• Task prompt: Render all of the material below as a two-column Markdown table headed "Row" and "Line," giving each nonblank line its own numbered row and omitting blank lines.

^^^^^^^^^^^^^^^^

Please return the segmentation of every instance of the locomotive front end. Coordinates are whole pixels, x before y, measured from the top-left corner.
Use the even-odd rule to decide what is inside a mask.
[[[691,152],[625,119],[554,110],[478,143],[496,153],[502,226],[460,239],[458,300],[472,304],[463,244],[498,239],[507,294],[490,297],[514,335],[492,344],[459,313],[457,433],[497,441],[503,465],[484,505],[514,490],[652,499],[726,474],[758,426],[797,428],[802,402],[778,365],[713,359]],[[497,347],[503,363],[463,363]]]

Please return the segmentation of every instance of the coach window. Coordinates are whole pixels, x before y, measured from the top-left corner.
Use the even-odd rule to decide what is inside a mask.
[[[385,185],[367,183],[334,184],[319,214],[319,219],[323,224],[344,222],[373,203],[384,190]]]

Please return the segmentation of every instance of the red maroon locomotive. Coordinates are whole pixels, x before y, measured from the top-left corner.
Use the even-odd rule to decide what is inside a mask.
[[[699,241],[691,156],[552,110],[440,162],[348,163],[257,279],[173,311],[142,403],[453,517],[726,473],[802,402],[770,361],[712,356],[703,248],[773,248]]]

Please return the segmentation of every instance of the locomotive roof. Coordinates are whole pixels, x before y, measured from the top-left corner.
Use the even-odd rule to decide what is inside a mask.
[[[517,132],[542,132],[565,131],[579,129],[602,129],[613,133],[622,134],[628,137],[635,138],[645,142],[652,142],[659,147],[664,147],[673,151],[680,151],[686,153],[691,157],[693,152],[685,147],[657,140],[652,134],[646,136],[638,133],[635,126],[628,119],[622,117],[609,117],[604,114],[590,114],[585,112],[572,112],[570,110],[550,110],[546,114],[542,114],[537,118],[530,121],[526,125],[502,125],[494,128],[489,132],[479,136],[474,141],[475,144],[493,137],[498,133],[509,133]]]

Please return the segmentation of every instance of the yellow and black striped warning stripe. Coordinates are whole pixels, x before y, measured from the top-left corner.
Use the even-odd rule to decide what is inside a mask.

^^^^^^^^^^^^^^^^

• Written solution:
| Row | Line |
|---|---|
| 1 | Please return the segmentation of every instance of the locomotive front end. Coordinates are whole pixels, x before y, measured from the top-left corner. |
| 2 | Use the even-odd rule to decide what is inside a mask. |
| 3 | [[[691,152],[625,119],[554,110],[478,143],[496,153],[502,226],[460,239],[458,300],[472,304],[463,244],[498,239],[507,294],[490,297],[514,335],[492,344],[459,313],[457,433],[497,441],[503,465],[484,505],[514,490],[652,499],[726,474],[758,426],[797,428],[802,402],[778,365],[713,359]],[[497,347],[503,363],[463,363]]] |
| 4 | Please return the segmentation of every instance of the coach window. Coordinates are whole pixels, x before y, measured from the top-left corner. |
| 5 | Use the even-odd rule to decide what is inside a mask. |
| 6 | [[[385,185],[367,183],[334,184],[319,214],[319,219],[323,224],[344,222],[373,203],[384,190]]] |
| 7 | Please return the segmentation of every instance of the red maroon locomotive. Coordinates are whole pixels, x before y, measured from the top-left corner. |
| 8 | Use the even-odd rule to decide what is inside a mask. |
| 9 | [[[699,241],[691,156],[552,110],[440,162],[348,163],[257,279],[173,311],[142,403],[453,517],[726,473],[802,402],[770,361],[712,356],[703,248],[773,248]]] |
| 10 | Please return the segmentation of every instance of the locomotive roof. Coordinates are whole pixels, x before y, measured from the top-left corner. |
| 11 | Use the even-odd rule to decide what is inside a mask. |
| 12 | [[[517,132],[542,132],[565,131],[579,129],[602,129],[613,133],[622,134],[628,137],[635,138],[645,142],[652,142],[659,147],[664,147],[673,151],[680,151],[686,153],[691,157],[693,152],[685,147],[657,140],[652,134],[646,136],[638,133],[635,126],[628,119],[622,117],[609,117],[604,114],[590,114],[585,112],[572,112],[570,110],[550,110],[546,114],[542,114],[537,118],[530,121],[526,125],[502,125],[494,128],[489,132],[479,136],[474,141],[475,144],[493,137],[498,133],[509,133]]] |
| 13 | Please return the segmentation of every instance of the yellow and black striped warning stripe. Coordinates are whole pixels, x before y, measured from the top-left corner. |
| 14 | Use the even-odd rule to decide what is inside a mask. |